--- WHAT YOU ARE ASKED TO DO ---
Output the material below verbatim, line for line and without any changes.

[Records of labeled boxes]
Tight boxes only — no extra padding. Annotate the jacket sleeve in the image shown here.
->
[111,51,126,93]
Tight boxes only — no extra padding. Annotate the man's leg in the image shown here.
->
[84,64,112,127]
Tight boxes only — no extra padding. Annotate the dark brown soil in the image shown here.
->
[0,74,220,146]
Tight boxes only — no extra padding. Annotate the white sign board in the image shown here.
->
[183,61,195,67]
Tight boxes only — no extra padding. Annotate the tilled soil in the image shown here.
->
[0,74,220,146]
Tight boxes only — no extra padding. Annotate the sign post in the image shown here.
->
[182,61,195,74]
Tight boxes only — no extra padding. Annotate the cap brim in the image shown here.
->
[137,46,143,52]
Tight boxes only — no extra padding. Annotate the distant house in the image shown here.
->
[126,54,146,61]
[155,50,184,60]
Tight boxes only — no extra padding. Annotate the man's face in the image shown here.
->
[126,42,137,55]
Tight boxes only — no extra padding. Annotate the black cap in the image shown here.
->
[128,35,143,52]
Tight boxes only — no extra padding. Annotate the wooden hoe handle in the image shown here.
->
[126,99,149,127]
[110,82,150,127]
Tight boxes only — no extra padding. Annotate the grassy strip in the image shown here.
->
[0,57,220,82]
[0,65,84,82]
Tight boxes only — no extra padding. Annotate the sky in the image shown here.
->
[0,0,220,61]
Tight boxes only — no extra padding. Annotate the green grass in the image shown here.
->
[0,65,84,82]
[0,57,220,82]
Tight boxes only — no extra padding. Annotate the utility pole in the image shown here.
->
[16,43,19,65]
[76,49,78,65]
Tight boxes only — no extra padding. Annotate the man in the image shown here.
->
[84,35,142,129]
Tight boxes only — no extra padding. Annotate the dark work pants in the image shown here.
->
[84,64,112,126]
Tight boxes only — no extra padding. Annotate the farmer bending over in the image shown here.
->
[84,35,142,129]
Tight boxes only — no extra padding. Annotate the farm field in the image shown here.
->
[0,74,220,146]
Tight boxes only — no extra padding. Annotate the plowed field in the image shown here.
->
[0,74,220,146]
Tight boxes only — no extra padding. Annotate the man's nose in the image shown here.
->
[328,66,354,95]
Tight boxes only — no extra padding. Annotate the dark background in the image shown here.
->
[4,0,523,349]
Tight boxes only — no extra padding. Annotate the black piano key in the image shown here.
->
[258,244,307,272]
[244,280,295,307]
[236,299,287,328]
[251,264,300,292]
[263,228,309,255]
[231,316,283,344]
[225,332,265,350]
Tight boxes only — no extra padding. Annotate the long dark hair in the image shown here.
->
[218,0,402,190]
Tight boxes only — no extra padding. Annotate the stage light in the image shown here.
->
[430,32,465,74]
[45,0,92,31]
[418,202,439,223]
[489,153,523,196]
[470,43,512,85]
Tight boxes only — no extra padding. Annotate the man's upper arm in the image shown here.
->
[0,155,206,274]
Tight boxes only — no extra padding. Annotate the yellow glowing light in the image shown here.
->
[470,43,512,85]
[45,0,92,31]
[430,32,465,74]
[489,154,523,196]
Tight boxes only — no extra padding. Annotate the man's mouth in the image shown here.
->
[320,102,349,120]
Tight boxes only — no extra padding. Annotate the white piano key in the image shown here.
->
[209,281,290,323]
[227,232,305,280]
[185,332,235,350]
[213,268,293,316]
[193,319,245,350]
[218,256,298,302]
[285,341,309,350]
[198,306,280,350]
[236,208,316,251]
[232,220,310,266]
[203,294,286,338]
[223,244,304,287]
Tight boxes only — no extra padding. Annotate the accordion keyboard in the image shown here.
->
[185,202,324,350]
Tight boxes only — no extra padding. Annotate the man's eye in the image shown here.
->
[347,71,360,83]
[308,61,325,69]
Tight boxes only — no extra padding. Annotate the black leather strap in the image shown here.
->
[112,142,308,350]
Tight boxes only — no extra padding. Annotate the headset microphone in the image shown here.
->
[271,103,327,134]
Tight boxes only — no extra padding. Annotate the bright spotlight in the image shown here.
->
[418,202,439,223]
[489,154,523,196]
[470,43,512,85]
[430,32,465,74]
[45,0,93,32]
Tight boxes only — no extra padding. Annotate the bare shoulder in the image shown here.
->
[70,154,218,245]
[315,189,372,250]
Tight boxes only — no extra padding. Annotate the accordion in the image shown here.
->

--- SOLUTION TO THIS TASK ---
Tight boxes only — no extra padding. Annotate the jacket sleeve in the image shown here.
->
[111,51,126,93]
Tight boxes only — no extra padding. Annotate the man's leg in the image shown here.
->
[84,64,112,127]
Tight boxes only — no extra padding. Annotate the dark brown soil in the image shown here.
->
[0,74,220,146]
Tight boxes only — no extra padding. Annotate the white sign board in the image shown here.
->
[183,61,195,67]
Tight boxes only — no extra padding. Annotate the tilled soil in the image shown here.
->
[0,74,220,146]
Tight boxes only — no extra padding. Annotate the sign post in the image shown here.
->
[182,61,195,74]
Tight boxes only — no extra padding. Annotate the cap brim in the image shown here.
->
[137,46,143,52]
Tight boxes only — no extra padding. Annotate the distant house in the image shown here.
->
[126,54,146,61]
[155,50,184,60]
Tight boxes only — no extra padding. Annotate the man's face in the image shown here.
->
[126,42,137,55]
Tight boxes only — no extra padding. Annotate the black cap in the image shown here.
->
[128,35,143,52]
Tight boxes only — no extra padding. Annotate the wooden hoe handle in the image shown here.
->
[126,99,149,127]
[110,82,150,127]
Tight boxes only — no extra padding. Annotate the grassy strip in the image shown here.
->
[0,57,220,82]
[0,65,84,82]
Tight boxes only — no extra padding. Annotate the sky in the image shown here.
->
[0,0,220,61]
Tight boxes only — no extra padding. Annotate the green grass in the image shown here.
->
[0,65,84,82]
[0,57,220,82]
Tight boxes only — no extra padding. Annotate the utility pole in the image shown here.
->
[16,43,19,65]
[76,49,78,65]
Tight boxes only — no extra padding. Annotate the man in the image shown here.
->
[84,35,142,129]
Tight boxes only — no extra padding. Annotate the dark work pants in the image shown here.
->
[84,64,112,126]
Tight boxes only — no extra padding. Annotate the farmer bending over in the image shown here.
->
[84,35,142,129]
Tight boxes only — no extra padding. Annotate the farm field in the image shown here.
->
[0,74,220,146]
Tight boxes only — no extra padding. Annotate the plowed field in the image shown here.
->
[0,74,220,146]
Tight boxes only — no extra padding. Annotate the man's nose in the image shown here.
->
[328,66,354,95]
Tight boxes only — no extra padding. Annotate the dark background in the image shown here.
->
[4,0,523,349]
Tight boxes only — no extra padding. Annotate the black piano key in the image shown here.
->
[258,244,307,272]
[244,280,295,307]
[236,299,287,328]
[251,264,300,292]
[263,228,309,255]
[231,316,283,344]
[225,332,265,350]
Tight boxes only — no extra padding. Annotate the long dark hair in the image shown here.
->
[218,0,402,190]
Tight boxes only — no extra padding. Annotate the stage light in the image shown here.
->
[430,32,465,74]
[45,0,92,31]
[418,202,439,223]
[489,153,523,196]
[470,43,512,85]
Tight boxes only — no extra padding. Annotate the man's upper arm in the image shown here.
->
[0,155,206,274]
Tight boxes only — no extra padding. Annotate the yellow glowing light in the image shown here.
->
[470,43,512,85]
[45,0,92,31]
[430,32,465,74]
[489,154,523,196]
Tight boxes only — no extra padding. Annotate the man's mouth in the image shown here.
->
[320,102,349,120]
Tight boxes only — no extra padding. Annotate the white piano key in the image shown here.
->
[209,281,290,323]
[227,232,305,280]
[185,332,235,350]
[213,268,293,316]
[193,319,245,350]
[218,256,298,302]
[285,341,309,350]
[198,306,280,350]
[236,208,316,251]
[232,220,310,266]
[203,294,286,338]
[223,244,304,287]
Tight boxes only — no extra padding. Annotate the accordion keyboard in the image shown here.
->
[185,202,324,350]
Tight boxes only — no extra padding. Annotate the man's eye in the image shown here.
->
[347,71,360,83]
[308,61,325,69]
Tight boxes only — no extra padding. Annotate the black leather strap in the image shown here.
->
[112,142,308,350]
Tight boxes only — no extra padding. Annotate the headset microphone in the image shown here.
->
[271,103,327,134]
Tight boxes only — no extra padding. Annotate the bright spotlight in the image shown here.
->
[418,202,439,223]
[489,154,523,196]
[470,43,512,85]
[430,32,465,74]
[45,0,93,32]
Tight boxes only — no extra padding. Annotate the bare shoulder in the image shown here.
->
[70,154,218,245]
[315,189,372,250]
Tight boxes only — no extra padding. Annotate the accordion in the image shown here.
->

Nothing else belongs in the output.